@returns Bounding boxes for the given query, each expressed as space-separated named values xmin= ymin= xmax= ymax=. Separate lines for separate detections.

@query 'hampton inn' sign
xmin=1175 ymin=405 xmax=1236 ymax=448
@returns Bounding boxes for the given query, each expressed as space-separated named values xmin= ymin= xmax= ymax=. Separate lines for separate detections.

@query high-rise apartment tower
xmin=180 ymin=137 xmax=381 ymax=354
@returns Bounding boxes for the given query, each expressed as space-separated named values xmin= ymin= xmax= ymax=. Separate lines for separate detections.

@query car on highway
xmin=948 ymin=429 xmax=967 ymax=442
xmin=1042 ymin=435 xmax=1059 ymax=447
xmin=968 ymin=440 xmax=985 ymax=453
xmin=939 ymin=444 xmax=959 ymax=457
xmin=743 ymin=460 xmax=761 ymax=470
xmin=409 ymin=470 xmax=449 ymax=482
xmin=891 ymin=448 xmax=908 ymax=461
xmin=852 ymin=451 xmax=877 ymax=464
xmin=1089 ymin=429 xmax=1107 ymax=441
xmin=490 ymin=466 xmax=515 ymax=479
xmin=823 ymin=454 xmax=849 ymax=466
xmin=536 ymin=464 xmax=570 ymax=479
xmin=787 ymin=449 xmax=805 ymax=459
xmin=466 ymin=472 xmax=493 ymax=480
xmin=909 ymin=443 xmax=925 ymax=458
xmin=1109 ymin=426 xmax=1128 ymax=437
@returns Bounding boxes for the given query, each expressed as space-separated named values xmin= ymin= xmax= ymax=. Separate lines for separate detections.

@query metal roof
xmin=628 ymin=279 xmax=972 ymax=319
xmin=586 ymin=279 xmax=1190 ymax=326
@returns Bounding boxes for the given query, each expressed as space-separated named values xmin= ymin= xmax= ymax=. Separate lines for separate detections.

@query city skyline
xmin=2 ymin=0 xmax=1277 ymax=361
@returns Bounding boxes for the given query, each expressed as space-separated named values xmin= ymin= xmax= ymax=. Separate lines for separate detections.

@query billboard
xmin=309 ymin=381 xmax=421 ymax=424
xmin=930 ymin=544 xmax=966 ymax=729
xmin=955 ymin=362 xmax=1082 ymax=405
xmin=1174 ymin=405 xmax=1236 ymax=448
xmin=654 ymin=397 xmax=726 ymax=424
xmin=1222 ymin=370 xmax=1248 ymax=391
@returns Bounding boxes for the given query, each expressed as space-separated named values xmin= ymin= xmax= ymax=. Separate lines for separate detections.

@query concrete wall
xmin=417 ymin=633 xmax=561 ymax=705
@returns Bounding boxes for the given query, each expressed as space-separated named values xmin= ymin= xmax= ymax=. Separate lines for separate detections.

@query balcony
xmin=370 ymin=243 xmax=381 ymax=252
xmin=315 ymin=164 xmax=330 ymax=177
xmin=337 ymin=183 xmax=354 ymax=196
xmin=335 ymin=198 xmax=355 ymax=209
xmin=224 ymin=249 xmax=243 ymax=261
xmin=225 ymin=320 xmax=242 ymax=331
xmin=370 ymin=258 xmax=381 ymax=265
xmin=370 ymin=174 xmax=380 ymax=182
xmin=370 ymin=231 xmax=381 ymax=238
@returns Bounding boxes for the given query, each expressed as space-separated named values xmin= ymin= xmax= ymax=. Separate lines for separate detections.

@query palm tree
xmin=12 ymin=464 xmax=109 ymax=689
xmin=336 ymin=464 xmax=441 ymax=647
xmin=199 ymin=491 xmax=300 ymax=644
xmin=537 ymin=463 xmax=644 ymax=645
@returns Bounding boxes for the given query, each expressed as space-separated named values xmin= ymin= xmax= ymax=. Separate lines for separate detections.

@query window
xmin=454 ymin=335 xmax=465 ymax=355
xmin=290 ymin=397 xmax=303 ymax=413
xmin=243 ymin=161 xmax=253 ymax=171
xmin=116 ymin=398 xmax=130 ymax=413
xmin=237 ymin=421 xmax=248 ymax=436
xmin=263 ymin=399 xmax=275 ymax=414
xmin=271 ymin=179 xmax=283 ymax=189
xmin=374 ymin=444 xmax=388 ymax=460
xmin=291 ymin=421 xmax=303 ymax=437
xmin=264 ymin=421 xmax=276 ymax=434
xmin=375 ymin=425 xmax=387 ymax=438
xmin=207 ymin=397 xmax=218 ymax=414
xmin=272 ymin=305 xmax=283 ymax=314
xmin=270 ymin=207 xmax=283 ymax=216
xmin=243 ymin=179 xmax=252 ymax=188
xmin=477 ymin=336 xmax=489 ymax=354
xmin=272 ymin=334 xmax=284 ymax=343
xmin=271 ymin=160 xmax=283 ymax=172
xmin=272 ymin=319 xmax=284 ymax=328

- ACTIVITY
Repeat all the records. Match each line exactly.

- TASK ANSWER
@returns Bounding boxes for the given query, each expressed as space-separated named values xmin= ymin= xmax= ymax=. Separate lines for separate detections.

@query 'hampton inn' sign
xmin=1175 ymin=405 xmax=1236 ymax=448
@returns Bounding boxes for the given query, each expressed as space-separated named values xmin= ymin= xmax= ymax=. Separate lines for separate detections.

@query high-rise apartment tower
xmin=180 ymin=137 xmax=381 ymax=354
@returns Bounding boxes for the given query, each expressed as space-separated named values xmin= ymin= xmax= ymax=. Separate lines for separate detections.

@query car on highway
xmin=948 ymin=429 xmax=967 ymax=442
xmin=1042 ymin=435 xmax=1059 ymax=447
xmin=968 ymin=440 xmax=985 ymax=453
xmin=939 ymin=444 xmax=959 ymax=457
xmin=743 ymin=460 xmax=761 ymax=470
xmin=409 ymin=470 xmax=449 ymax=482
xmin=891 ymin=448 xmax=908 ymax=461
xmin=852 ymin=451 xmax=877 ymax=464
xmin=1089 ymin=429 xmax=1107 ymax=441
xmin=490 ymin=466 xmax=515 ymax=479
xmin=823 ymin=454 xmax=849 ymax=466
xmin=536 ymin=464 xmax=570 ymax=479
xmin=787 ymin=449 xmax=805 ymax=459
xmin=466 ymin=472 xmax=493 ymax=480
xmin=909 ymin=443 xmax=925 ymax=458
xmin=1109 ymin=426 xmax=1128 ymax=437
@returns Bounding boxes for the given query, each expressed as space-separated named values xmin= ymin= xmax= ymax=. Separate lines for separate detections.

@query metal roof
xmin=628 ymin=279 xmax=972 ymax=319
xmin=586 ymin=279 xmax=1190 ymax=326
@returns Bounding boxes for the given query, each expressed as space-separated named values xmin= ymin= xmax= ymax=. Separate lines for separate detections.

@query city skyline
xmin=2 ymin=0 xmax=1277 ymax=361
@returns Bounding boxes for the given query, each expressed as space-separated named values xmin= ymin= xmax= ymax=. Separate lines for separate detections.

@query billboard
xmin=309 ymin=381 xmax=421 ymax=424
xmin=930 ymin=544 xmax=966 ymax=729
xmin=955 ymin=362 xmax=1082 ymax=405
xmin=1174 ymin=405 xmax=1236 ymax=448
xmin=654 ymin=397 xmax=726 ymax=424
xmin=1222 ymin=370 xmax=1248 ymax=391
@returns Bounding boxes for the given query, each expressed as space-separated named values xmin= ymin= xmax= ymax=. Separate lines for separate detections.

@query concrete wall
xmin=417 ymin=633 xmax=561 ymax=705
@returns Bounding boxes for the given query, each expressed as space-separated named values xmin= ymin= xmax= ymax=. Separate lines for separate detections.

@query balcony
xmin=370 ymin=243 xmax=381 ymax=252
xmin=315 ymin=164 xmax=330 ymax=177
xmin=337 ymin=183 xmax=354 ymax=196
xmin=335 ymin=198 xmax=355 ymax=209
xmin=224 ymin=249 xmax=243 ymax=261
xmin=225 ymin=320 xmax=242 ymax=331
xmin=370 ymin=258 xmax=381 ymax=265
xmin=370 ymin=174 xmax=380 ymax=182
xmin=370 ymin=231 xmax=381 ymax=238
@returns Bounding boxes for the given query, each expressed as space-separated named values xmin= ymin= xmax= ymax=. Separate lines for separate detections.

@query palm tree
xmin=12 ymin=464 xmax=109 ymax=689
xmin=336 ymin=464 xmax=441 ymax=647
xmin=199 ymin=491 xmax=300 ymax=644
xmin=537 ymin=463 xmax=644 ymax=645
@returns Bounding boxes for the given query, each expressed as space-separated named values xmin= ymin= xmax= ymax=. Separate lines for separate detections.

@query window
xmin=454 ymin=335 xmax=465 ymax=355
xmin=290 ymin=397 xmax=303 ymax=413
xmin=243 ymin=161 xmax=253 ymax=171
xmin=116 ymin=398 xmax=130 ymax=413
xmin=237 ymin=421 xmax=248 ymax=436
xmin=263 ymin=399 xmax=275 ymax=414
xmin=271 ymin=179 xmax=283 ymax=189
xmin=374 ymin=444 xmax=388 ymax=460
xmin=291 ymin=421 xmax=303 ymax=437
xmin=264 ymin=421 xmax=276 ymax=434
xmin=375 ymin=425 xmax=387 ymax=438
xmin=207 ymin=397 xmax=218 ymax=414
xmin=272 ymin=305 xmax=283 ymax=314
xmin=270 ymin=207 xmax=283 ymax=216
xmin=243 ymin=179 xmax=252 ymax=188
xmin=477 ymin=336 xmax=489 ymax=354
xmin=272 ymin=334 xmax=284 ymax=343
xmin=271 ymin=160 xmax=283 ymax=172
xmin=272 ymin=319 xmax=284 ymax=328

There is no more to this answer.